→ Questions
[A] D'après le texte sur la pollution de l'air, de combien augmente le risque de démence pour chaque hausse de 10 microgrammes par mètre cube de particules fines (PM2.5) ?
[B] Recopiez fidèlement le texte sur la pollution de l'air, depuis « Pollution de l’air » jusqu'à « précieux : notre cerveau. » inclus.
━━ Extrait ━━
Pollution de l’air : et si l’Alzheimer commençait dans vos poumons ?
On croyait la pollution atmosphérique cantonnée aux maladies respiratoires et aux alertes sur fond de canicule. Mais elle ronge aussi, silencieusement, ce que nous avons de plus précieux : notre cerveau.

La pollution atmosphérique, cette menace invisible, creuse déjà notre mémoire avant de ronger nos artères. En l’état, les projections sont accablantes : 153 millions de cas de démence d’ici 2050.
La pollution atmosphérique, un poison lent pour le cerveau
Dans une étude publiée le 24 juillet 2025 dans The Lancet Planetary Health, une équipe de chercheurs de l’Université de Cambridge tire une conclusion sans détour : l’exposition prolongée à la pollution atmosphérique augmente significativement le risque de développer une démence. Oui, l’air pollué rend peut-être fou. Pas symboliquement. Littéralement. Pas une hypothèse, pas une corrélation vague. Les auteurs s’appuient sur une méta-analyse de 51 études, portant sur plus de 29 millions de personnes. Des chiffres qui forcent le respect. Et l’inquiétude.
Les résultats sont implacables. Pour chaque augmentation de 10 microgrammes par mètre cube de particules fines (PM2.5) dans l’air, le risque de démence grimpe de 17 %. La suie, elle, fait bondir ce risque de 13 % pour chaque microgramme. Le dioxyde d’azote, gaz typique des pots d’échappement, ajoute encore 3 % au compteur. Derrière ces chiffres, une réalité que résume froidement le Dr Haneen Khreis, autrice principale de l’étude : « Notre travail fournit des preuves supplémentaires selon lesquelles l’exposition prolongée à la pollution extérieure constitue un facteur de risque de démence chez les adultes auparavant en bonne santé ».
━━━
━━ Données fournies ━━
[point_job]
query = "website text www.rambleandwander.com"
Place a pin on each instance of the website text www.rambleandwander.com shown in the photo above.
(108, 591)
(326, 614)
━━━
→ Corrigé des questions
[A] Il augmente de 17 %.

[B]
Pollution de l’air : et si l’Alzheimer commençait dans vos poumons ?
On croyait la pollution atmosphérique cantonnée aux maladies respiratoires et aux alertes sur fond de canicule. Mais elle ronge aussi, silencieusement, ce que nous avons de plus précieux : notre cerveau.